### YOUR TASK
Copy out the records, starting with the line containing "Every instance of the sunset" and going on through the last line of the records, leaving out the pictures.

** Begin MATERIAL FOR THE TASK **

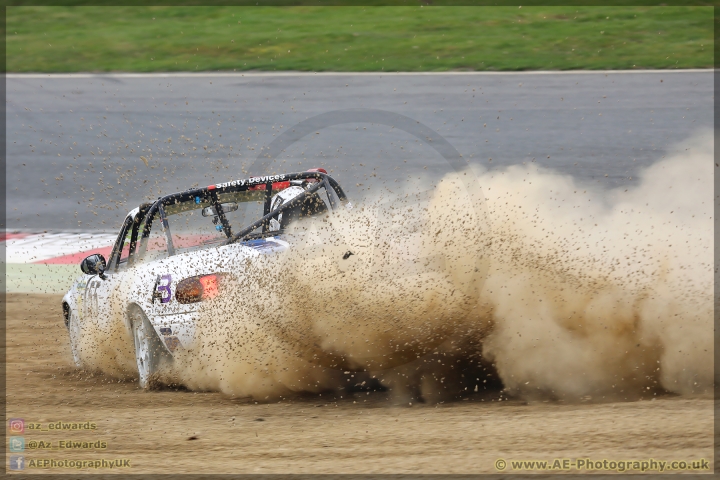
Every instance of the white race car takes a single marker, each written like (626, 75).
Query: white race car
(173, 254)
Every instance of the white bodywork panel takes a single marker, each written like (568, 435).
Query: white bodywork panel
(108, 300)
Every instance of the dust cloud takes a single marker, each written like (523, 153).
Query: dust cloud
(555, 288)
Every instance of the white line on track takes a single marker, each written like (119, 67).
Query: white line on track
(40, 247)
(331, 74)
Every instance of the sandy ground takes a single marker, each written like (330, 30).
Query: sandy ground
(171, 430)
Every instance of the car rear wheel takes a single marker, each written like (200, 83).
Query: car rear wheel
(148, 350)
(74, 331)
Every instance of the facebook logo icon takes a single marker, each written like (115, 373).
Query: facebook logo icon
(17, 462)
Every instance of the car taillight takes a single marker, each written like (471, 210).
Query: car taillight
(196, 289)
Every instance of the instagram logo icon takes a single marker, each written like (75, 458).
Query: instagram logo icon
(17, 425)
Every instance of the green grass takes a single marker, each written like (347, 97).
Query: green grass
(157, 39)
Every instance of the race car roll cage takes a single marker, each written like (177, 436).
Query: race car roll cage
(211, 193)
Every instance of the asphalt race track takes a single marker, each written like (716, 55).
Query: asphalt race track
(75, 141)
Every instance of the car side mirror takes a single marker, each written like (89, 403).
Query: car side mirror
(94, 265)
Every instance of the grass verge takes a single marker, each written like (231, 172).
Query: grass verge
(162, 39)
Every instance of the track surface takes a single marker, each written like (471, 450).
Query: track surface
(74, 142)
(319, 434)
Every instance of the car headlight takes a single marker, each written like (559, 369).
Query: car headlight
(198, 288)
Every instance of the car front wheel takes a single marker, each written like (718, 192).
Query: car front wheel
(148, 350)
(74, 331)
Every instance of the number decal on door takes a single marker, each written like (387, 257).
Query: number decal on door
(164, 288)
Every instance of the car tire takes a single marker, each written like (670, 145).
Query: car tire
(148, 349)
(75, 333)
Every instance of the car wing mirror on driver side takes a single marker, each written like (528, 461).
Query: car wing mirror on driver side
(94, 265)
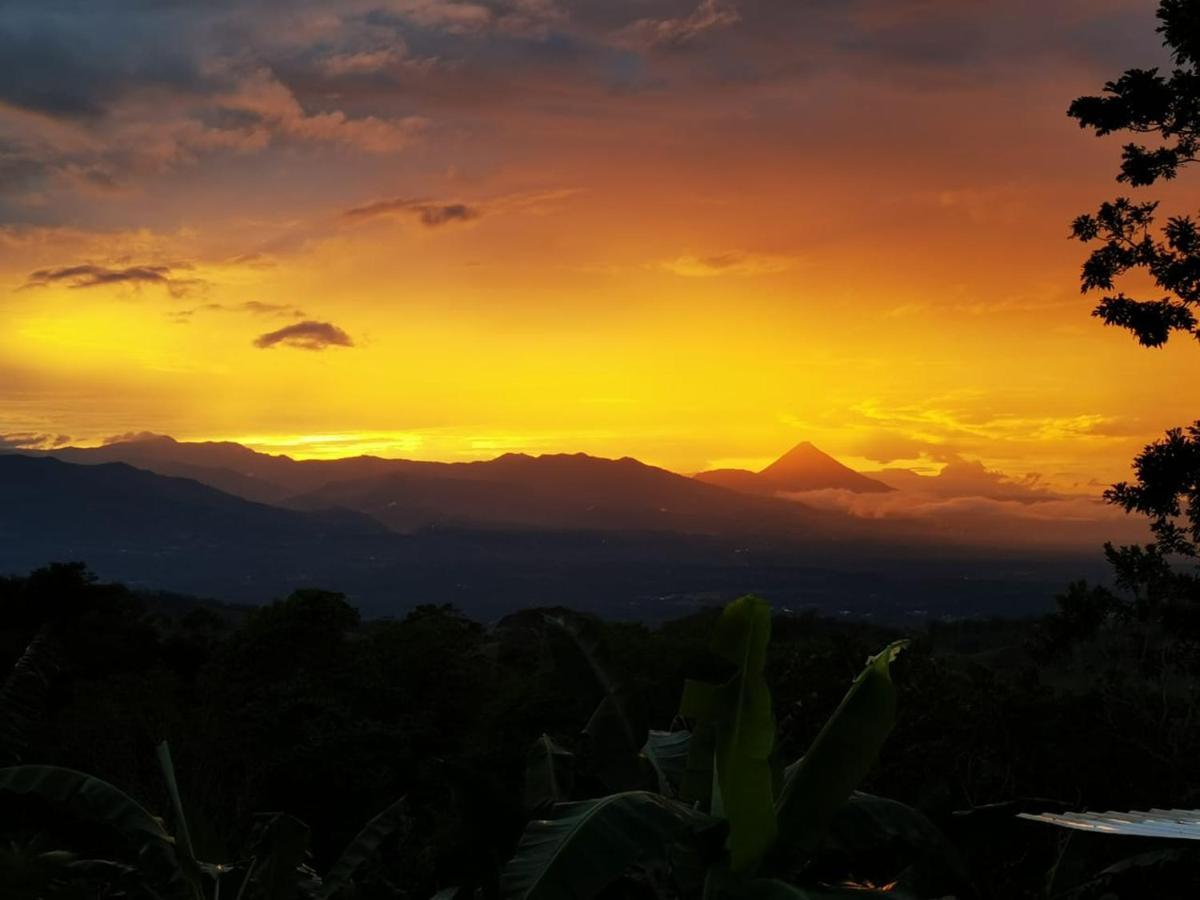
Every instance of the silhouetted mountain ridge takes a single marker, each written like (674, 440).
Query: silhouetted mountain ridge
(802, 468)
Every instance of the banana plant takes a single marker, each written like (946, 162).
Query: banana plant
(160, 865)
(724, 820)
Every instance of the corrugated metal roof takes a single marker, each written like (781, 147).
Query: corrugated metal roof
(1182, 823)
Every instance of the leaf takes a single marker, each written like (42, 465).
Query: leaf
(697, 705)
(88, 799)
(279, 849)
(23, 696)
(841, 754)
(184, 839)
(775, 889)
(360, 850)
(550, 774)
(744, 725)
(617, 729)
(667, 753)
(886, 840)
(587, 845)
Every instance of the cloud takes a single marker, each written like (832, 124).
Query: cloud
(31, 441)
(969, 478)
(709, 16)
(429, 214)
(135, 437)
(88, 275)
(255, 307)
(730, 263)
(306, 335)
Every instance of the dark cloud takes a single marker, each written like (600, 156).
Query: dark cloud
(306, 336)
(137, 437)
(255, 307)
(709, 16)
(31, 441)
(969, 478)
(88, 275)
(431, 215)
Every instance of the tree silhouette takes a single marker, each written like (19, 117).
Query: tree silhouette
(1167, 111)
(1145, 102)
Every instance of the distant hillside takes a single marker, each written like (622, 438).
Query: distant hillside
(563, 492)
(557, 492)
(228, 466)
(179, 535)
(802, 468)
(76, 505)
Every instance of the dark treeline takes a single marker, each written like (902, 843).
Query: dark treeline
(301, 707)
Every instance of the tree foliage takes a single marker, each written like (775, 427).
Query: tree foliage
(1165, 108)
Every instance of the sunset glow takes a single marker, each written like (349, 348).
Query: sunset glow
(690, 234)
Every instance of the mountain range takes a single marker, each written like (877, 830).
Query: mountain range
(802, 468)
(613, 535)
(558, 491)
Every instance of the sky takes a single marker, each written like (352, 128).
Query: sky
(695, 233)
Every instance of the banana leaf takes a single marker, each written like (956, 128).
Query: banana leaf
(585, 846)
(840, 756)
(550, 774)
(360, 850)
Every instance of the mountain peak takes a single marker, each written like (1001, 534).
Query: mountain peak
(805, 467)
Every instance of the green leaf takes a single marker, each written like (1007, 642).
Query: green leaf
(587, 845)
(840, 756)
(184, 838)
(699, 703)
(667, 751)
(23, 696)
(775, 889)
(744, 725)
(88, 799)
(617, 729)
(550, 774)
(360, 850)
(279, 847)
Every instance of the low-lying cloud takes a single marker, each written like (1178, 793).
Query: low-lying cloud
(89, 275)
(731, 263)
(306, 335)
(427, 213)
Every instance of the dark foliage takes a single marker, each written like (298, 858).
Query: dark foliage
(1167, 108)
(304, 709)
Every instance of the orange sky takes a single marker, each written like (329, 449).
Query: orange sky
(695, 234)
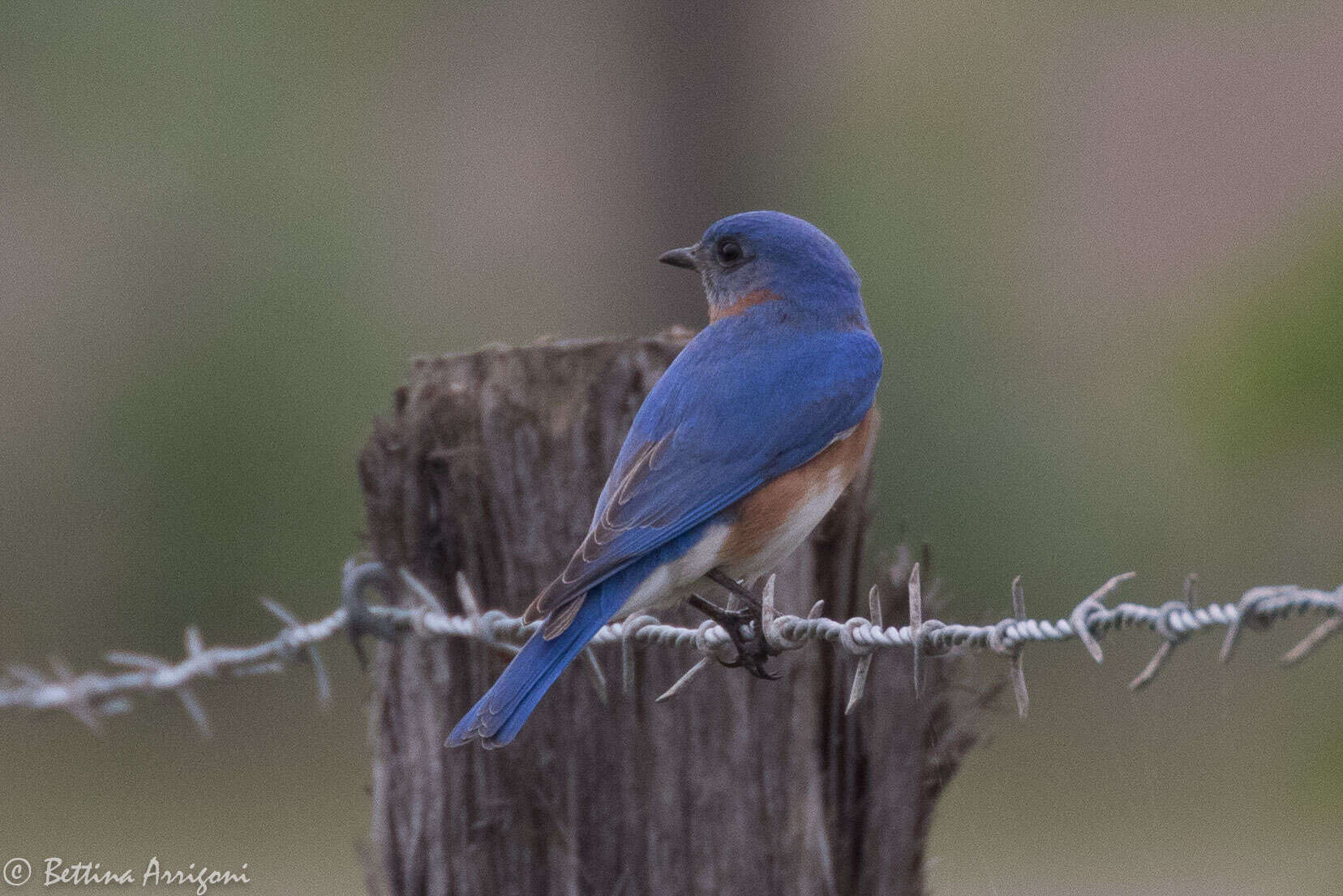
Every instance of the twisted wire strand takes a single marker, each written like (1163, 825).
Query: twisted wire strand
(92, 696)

** End MATERIAL FOR THE TASK **

### WORKED SOLUTION
Every instance of the sunset glow takes a single marker, each written like (349, 348).
Query: sunset glow
(690, 234)
Every instance of the mountain range takes a single marker, each written like (877, 830).
Query: mountain range
(802, 468)
(613, 535)
(558, 491)
Every instance of the sky takes a single marker, each written like (352, 128).
Query: sky
(695, 233)
Every instance of the banana leaf takes a single marker, each written like (956, 128).
Query: banana leaf
(585, 846)
(840, 756)
(550, 774)
(360, 850)
Every instance of the mountain peak takes a single marker, each written like (1001, 534).
Query: mountain peak
(805, 467)
Every instance of the green leaf takes a single marker, each written like (1007, 642).
Query: green leaf
(587, 845)
(840, 756)
(184, 838)
(699, 703)
(667, 751)
(23, 696)
(775, 889)
(744, 725)
(88, 799)
(617, 729)
(550, 774)
(360, 850)
(279, 847)
Every instance of the low-lying cloud takes a single marker, each written like (1178, 793).
Query: low-lying cloud
(89, 275)
(731, 263)
(306, 335)
(427, 213)
Every instance of the dark foliage takes a single marker, each written like (298, 858).
Query: dark foliage
(1167, 108)
(304, 709)
Every instance of the orange sky takes a single marker, each written like (329, 449).
Query: orange sky
(695, 234)
Every instance of the twisted wire strand takes a single marker, each written like (1163, 825).
Query: twisted wire strand
(92, 696)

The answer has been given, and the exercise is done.